# AIM
Name every city that the ballast water text mentions.
== PAGE EXTRACT
Balancing the ballast

How to keep invasive species out of the Great Lake is perhaps the predominant environmental concern in the region. Controlling ballast water stowaways will certainly help.

Globally, according to the International Maritime Organization (IMO), some 10 billion tonnes of ballast water are transported each year. One invasive species transported by ballast water is estimated to take hold in a new aquatic environment every nine weeks.

The IMO’s 2017 Ballast Water Management (BWM) Convention should slow the global spread of invasives, but the question of how to protect the Great Lakes is not yet settled.

The US is not a Convention signatory, for one thing. The country’s regulations on ballast water are broadly comparable to those of the IMO, but they do contain an exemption for “vessels that navigate exclusively on inland waters.” For regional environmental groups, this exemption is a big problem.

A freshwater fight

The trouble is that traffic on the Great Lakes isn’t limited to pleasure craft and an occasional ferry. More than 130 US- and Canada-flagged bulk carriers operate exclusively in the freshwater system between Lake Superior and Lake Ontario, carrying cargo between some of North America’s largest cities, like Chicago, Detroit, and Toronto. Several of these “lakers” are more than 1,000 feet long. Like their ocean-going counterparts, they maintain stability by taking on and discharging vast quantities of ballast water.
====
== RECORD EXCERPTS
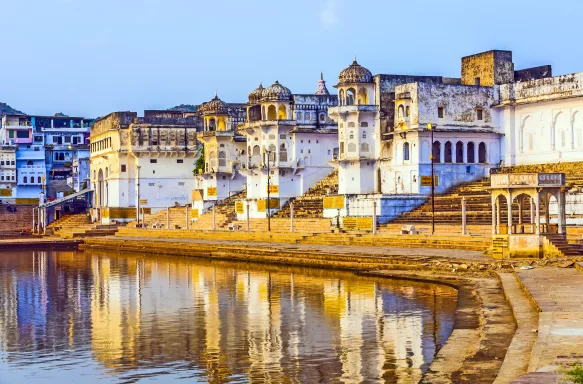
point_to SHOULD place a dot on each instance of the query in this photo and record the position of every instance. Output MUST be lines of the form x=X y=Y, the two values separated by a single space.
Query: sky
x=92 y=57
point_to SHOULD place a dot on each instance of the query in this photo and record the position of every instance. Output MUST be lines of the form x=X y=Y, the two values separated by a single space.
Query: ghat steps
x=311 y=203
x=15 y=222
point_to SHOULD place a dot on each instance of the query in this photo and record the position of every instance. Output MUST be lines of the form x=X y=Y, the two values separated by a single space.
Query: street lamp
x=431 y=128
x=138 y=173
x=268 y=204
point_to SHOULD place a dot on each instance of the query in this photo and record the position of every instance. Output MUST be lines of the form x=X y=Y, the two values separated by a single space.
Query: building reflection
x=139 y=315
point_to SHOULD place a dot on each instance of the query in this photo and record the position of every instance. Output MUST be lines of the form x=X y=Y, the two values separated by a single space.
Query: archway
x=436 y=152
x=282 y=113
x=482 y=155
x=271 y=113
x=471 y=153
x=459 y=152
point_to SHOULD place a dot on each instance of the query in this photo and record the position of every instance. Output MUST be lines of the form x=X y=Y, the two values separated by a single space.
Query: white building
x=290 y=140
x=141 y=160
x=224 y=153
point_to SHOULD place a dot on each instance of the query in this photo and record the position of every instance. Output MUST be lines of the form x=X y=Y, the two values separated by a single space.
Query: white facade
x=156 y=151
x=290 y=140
====
== RECORD EXCERPTS
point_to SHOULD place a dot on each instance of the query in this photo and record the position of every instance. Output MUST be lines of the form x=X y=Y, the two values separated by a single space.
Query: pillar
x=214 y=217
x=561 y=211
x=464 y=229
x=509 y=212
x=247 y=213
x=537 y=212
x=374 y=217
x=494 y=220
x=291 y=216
====
== RECORD EXCERPTS
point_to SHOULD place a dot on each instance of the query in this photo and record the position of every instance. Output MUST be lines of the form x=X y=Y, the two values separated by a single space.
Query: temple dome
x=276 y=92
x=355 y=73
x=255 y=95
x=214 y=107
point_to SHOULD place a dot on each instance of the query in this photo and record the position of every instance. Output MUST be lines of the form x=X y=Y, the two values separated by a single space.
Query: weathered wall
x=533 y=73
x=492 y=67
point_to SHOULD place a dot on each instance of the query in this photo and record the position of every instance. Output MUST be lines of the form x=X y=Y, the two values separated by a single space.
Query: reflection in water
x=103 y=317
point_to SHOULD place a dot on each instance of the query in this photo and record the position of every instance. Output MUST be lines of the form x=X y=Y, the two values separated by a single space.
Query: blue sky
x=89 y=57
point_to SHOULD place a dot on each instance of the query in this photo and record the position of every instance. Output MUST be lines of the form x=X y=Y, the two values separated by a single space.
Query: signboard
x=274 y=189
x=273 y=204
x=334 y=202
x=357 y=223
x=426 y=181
====
# EXPECTED ANSWER
Chicago, Detroit, and Toronto.